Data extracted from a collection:
===
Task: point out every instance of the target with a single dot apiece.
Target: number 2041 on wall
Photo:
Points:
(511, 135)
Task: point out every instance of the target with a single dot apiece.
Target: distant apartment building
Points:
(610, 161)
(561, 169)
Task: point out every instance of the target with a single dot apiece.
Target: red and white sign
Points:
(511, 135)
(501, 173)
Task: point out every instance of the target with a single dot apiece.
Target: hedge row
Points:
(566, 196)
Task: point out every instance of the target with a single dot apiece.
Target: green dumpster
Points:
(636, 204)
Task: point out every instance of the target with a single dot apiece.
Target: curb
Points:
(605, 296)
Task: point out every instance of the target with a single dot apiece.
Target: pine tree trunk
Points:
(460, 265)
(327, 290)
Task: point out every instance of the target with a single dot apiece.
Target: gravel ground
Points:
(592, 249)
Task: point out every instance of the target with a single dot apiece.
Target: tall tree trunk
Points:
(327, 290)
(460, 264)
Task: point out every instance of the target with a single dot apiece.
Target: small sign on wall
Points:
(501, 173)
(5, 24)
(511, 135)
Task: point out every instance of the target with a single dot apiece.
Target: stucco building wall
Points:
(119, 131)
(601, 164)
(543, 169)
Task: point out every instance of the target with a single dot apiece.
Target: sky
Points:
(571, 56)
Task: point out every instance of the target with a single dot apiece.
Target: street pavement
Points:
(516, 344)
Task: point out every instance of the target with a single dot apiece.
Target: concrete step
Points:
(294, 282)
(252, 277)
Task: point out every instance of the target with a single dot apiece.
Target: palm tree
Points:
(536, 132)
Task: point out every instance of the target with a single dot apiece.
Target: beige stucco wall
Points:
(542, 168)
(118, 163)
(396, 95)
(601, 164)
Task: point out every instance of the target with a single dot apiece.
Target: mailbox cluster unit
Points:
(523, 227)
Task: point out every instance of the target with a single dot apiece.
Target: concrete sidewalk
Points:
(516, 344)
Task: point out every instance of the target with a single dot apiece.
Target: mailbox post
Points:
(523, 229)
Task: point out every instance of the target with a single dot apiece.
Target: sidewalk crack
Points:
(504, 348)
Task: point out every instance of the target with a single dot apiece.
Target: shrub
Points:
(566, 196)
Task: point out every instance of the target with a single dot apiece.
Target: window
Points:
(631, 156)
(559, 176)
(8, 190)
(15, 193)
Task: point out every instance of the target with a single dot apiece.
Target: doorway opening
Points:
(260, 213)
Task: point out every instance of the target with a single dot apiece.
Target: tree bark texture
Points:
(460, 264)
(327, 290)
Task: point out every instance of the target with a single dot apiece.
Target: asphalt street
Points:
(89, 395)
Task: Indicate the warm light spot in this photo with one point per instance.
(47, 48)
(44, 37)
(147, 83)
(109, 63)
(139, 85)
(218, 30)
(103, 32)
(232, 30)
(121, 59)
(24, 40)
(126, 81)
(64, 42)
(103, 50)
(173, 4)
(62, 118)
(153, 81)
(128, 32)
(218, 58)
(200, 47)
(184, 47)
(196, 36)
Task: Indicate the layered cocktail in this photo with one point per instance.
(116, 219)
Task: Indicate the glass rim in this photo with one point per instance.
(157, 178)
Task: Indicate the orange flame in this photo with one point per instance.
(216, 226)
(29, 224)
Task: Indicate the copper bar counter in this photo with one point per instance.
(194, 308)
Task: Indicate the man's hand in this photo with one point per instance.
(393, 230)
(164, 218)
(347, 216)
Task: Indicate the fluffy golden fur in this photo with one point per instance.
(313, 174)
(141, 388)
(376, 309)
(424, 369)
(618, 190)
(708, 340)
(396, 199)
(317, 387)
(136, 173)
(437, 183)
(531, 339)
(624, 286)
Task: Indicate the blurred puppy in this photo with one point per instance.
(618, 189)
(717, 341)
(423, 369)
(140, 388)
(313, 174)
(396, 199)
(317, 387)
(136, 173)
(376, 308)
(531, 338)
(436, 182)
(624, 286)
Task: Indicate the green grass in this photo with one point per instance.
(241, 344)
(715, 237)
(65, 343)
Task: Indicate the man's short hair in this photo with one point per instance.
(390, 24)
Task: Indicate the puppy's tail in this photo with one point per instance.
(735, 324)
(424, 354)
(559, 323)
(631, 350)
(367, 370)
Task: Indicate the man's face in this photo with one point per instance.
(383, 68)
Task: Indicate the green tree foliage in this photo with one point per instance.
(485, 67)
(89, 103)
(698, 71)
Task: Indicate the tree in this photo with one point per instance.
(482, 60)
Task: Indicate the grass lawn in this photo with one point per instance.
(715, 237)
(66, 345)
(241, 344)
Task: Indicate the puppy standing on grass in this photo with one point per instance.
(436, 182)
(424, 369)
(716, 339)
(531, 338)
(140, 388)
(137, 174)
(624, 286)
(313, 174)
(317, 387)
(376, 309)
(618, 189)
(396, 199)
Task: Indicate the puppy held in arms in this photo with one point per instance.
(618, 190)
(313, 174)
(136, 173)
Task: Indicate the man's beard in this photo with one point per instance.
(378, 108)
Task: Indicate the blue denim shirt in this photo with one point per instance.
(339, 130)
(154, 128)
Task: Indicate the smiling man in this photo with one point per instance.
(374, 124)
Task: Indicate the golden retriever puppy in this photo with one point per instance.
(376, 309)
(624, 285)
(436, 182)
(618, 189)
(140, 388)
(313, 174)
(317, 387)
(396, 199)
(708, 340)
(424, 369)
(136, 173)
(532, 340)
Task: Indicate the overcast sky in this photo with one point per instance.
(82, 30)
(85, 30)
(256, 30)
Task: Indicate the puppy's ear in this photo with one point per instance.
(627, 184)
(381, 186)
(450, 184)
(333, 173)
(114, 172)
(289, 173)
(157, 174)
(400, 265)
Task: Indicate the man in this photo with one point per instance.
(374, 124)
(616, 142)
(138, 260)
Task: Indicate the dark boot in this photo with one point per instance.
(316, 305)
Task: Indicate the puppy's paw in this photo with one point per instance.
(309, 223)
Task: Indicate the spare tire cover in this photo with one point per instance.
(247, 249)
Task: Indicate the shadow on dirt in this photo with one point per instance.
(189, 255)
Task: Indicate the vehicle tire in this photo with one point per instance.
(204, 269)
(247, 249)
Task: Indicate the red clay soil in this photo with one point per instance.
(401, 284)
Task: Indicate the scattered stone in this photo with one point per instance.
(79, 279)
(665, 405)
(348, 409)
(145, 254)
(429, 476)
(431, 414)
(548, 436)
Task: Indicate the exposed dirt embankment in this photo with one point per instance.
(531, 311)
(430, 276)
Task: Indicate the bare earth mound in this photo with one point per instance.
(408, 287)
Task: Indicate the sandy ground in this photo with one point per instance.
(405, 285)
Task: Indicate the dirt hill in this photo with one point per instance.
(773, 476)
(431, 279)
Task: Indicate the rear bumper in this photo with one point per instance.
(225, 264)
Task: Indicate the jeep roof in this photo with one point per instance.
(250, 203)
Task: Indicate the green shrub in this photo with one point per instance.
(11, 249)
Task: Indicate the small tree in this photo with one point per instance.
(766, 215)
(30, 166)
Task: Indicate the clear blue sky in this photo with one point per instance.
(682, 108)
===
Try it: From the data above, extract every line in its exact form.

Solution to this problem:
Task: point out every instance of the target with a single dot apiece.
Target: number 2041 on wall
Photo:
Points:
(511, 135)
Task: point out every instance of the target with a single dot apiece.
Target: distant apartment building
Points:
(610, 161)
(561, 169)
Task: point out every instance of the target with a single dot apiece.
Target: red and white sign
Points:
(511, 135)
(501, 173)
Task: point out every instance of the target with a single dot apiece.
Target: hedge row
Points:
(566, 196)
Task: point out every instance of the target with a single dot apiece.
Target: green dumpster
Points:
(636, 204)
Task: point out every instance of the target with a single dot apiece.
Target: curb
Points:
(605, 296)
Task: point out every instance of the target with a single dot apiece.
Target: pine tree trunk
Points:
(460, 265)
(327, 290)
Task: point out every instance of the target with a single dot apiece.
Target: gravel ground
Points:
(592, 249)
Task: point out every instance of the target with a single dot apiece.
Target: tall tree trunk
Points:
(327, 290)
(460, 264)
Task: point out every instance of the target with a single dot apiece.
Target: small sign on wall
Points:
(501, 173)
(5, 24)
(511, 135)
Task: point out every instance of the target with a single dot apiece.
Target: stucco building wall
Points:
(119, 131)
(601, 164)
(543, 169)
Task: point out every instance of the target with a single dot apiece.
Target: sky
Points:
(571, 56)
Task: point out every instance of the target with a single dot apiece.
Target: street pavement
Points:
(516, 344)
Task: point out every instance of the target with a single dot apiece.
Target: concrete step
Points:
(294, 282)
(252, 277)
Task: point out every instance of the target with a single dot apiece.
Target: palm tree
Points:
(536, 132)
Task: point out every instance of the target with a single dot apiece.
Target: beige stucco wall
Points:
(542, 168)
(118, 163)
(396, 95)
(601, 164)
Task: point out every instance of the target with a single dot apiece.
Target: mailbox cluster unit
Points:
(523, 227)
Task: point out every instance of the target with a single dot apiece.
Target: concrete sidewalk
Points:
(516, 344)
Task: point out every instance of the target with a single dot apiece.
Target: mailbox post
Points:
(523, 229)
Task: point out every instance of the target with a single dot apiece.
Target: sidewalk crack
Points:
(504, 348)
Task: point out every instance of the target with a single dot apiece.
Target: shrub
Points:
(566, 196)
Task: point out every instance of the target with a single dot apiece.
Target: window
Points:
(631, 156)
(559, 176)
(8, 190)
(15, 193)
Task: point out every instance of the target with a single dot apiece.
Target: doorway opening
Points:
(260, 213)
Task: point out every instance of the target with a single dot apiece.
Target: tree bark texture
Points:
(460, 264)
(327, 290)
Task: point out every instance of the target with a single dot apiece.
Target: asphalt street
Points:
(89, 395)
Task: Indicate the warm light spot in this photo with one point per instance.
(47, 48)
(44, 37)
(147, 83)
(109, 63)
(139, 85)
(218, 30)
(103, 32)
(232, 30)
(121, 59)
(24, 40)
(126, 81)
(64, 42)
(103, 50)
(173, 4)
(62, 118)
(153, 81)
(128, 32)
(218, 58)
(200, 47)
(184, 47)
(196, 36)
Task: Indicate the layered cocktail in this photo with one point per instance.
(116, 219)
Task: Indicate the glass rim in this photo with one point per instance.
(157, 178)
Task: Indicate the orange flame in this photo with one point per instance.
(216, 226)
(29, 224)
Task: Indicate the copper bar counter in this photo with one point per instance.
(194, 308)
Task: Indicate the man's hand in this photo with one point per instance.
(393, 230)
(164, 218)
(347, 216)
Task: Indicate the fluffy golden fur in this photo with one point per instance.
(313, 174)
(141, 388)
(376, 309)
(424, 369)
(618, 190)
(708, 340)
(396, 199)
(317, 387)
(136, 173)
(437, 183)
(531, 339)
(624, 286)
Task: Indicate the blurred puppy in this photo with one point per instance.
(618, 189)
(717, 341)
(423, 369)
(140, 388)
(313, 174)
(396, 199)
(317, 387)
(136, 173)
(376, 308)
(531, 338)
(436, 182)
(624, 286)
Task: Indicate the green grass in this photo with one point per instance.
(241, 344)
(715, 237)
(65, 343)
Task: Indicate the man's short hair in this photo with one point per instance.
(390, 24)
Task: Indicate the puppy's tail in this photo with one point per instance.
(735, 324)
(424, 354)
(559, 323)
(631, 350)
(367, 370)
Task: Indicate the man's face in this photo with one point per instance.
(383, 68)
Task: Indicate the green tree foliage in this photo with one point per instance.
(485, 67)
(89, 103)
(698, 71)
Task: Indicate the tree in this photo with one point per instance.
(482, 60)
Task: Indicate the grass lawn in this photo with one point per instance.
(715, 237)
(66, 345)
(241, 344)
Task: Indicate the puppy standing on grass in this photo with one point per instance.
(436, 182)
(424, 369)
(716, 339)
(531, 338)
(140, 388)
(137, 174)
(624, 286)
(313, 174)
(317, 387)
(376, 309)
(618, 189)
(396, 199)
Task: Indicate the puppy held in arms in this photo with one point per instance.
(618, 190)
(313, 174)
(136, 173)
Task: Indicate the man's beard in this photo with one point per instance.
(378, 108)
Task: Indicate the blue denim shirt in this photo with one point per instance.
(339, 130)
(154, 128)
Task: Indicate the smiling man in this photo with one point per instance.
(374, 124)
Task: Indicate the golden retriever puppy in this photo with one point per instance.
(376, 309)
(624, 285)
(436, 182)
(618, 189)
(140, 388)
(313, 174)
(317, 387)
(396, 199)
(708, 340)
(424, 369)
(136, 173)
(532, 340)
Task: Indicate the overcast sky in this photo with one point per instance.
(82, 30)
(85, 30)
(256, 30)
Task: Indicate the puppy's ear in this photo with one point per instance.
(627, 184)
(381, 186)
(450, 184)
(333, 173)
(114, 172)
(289, 173)
(157, 174)
(400, 265)
Task: Indicate the man in this photo with one point per instance.
(374, 124)
(616, 142)
(138, 260)
Task: Indicate the dark boot in this photo with one point per instance.
(316, 305)
Task: Indicate the puppy's paw in this photo with one point per instance.
(309, 223)
Task: Indicate the spare tire cover in this photo with one point per instance.
(247, 249)
Task: Indicate the shadow on dirt in this photo with one point per instance.
(189, 255)
Task: Indicate the vehicle tire in this photo with one point per instance.
(204, 269)
(247, 249)
Task: Indicate the red clay soil in this photo with one point per instance.
(401, 284)
Task: Indicate the scattered stone in this photo with one point per instance.
(79, 279)
(665, 405)
(348, 409)
(145, 254)
(429, 476)
(431, 414)
(548, 436)
Task: Indicate the exposed dirt embankment in this photo with one point per instance.
(531, 311)
(430, 276)
Task: Indicate the bare earth mound in this photo with one point per instance.
(408, 287)
Task: Indicate the sandy ground in this photo with one point per instance.
(405, 285)
Task: Indicate the dirt hill in this photo with one point per instance.
(773, 476)
(431, 279)
Task: Indicate the rear bumper in this photo with one point per instance.
(225, 264)
Task: Indicate the jeep roof in this photo with one point per instance.
(250, 203)
Task: Indicate the green shrub in this photo with one point per instance.
(11, 249)
Task: Indicate the small tree in this photo with one point per instance.
(766, 215)
(30, 166)
Task: Indicate the clear blue sky in this photo with one point per instance.
(682, 108)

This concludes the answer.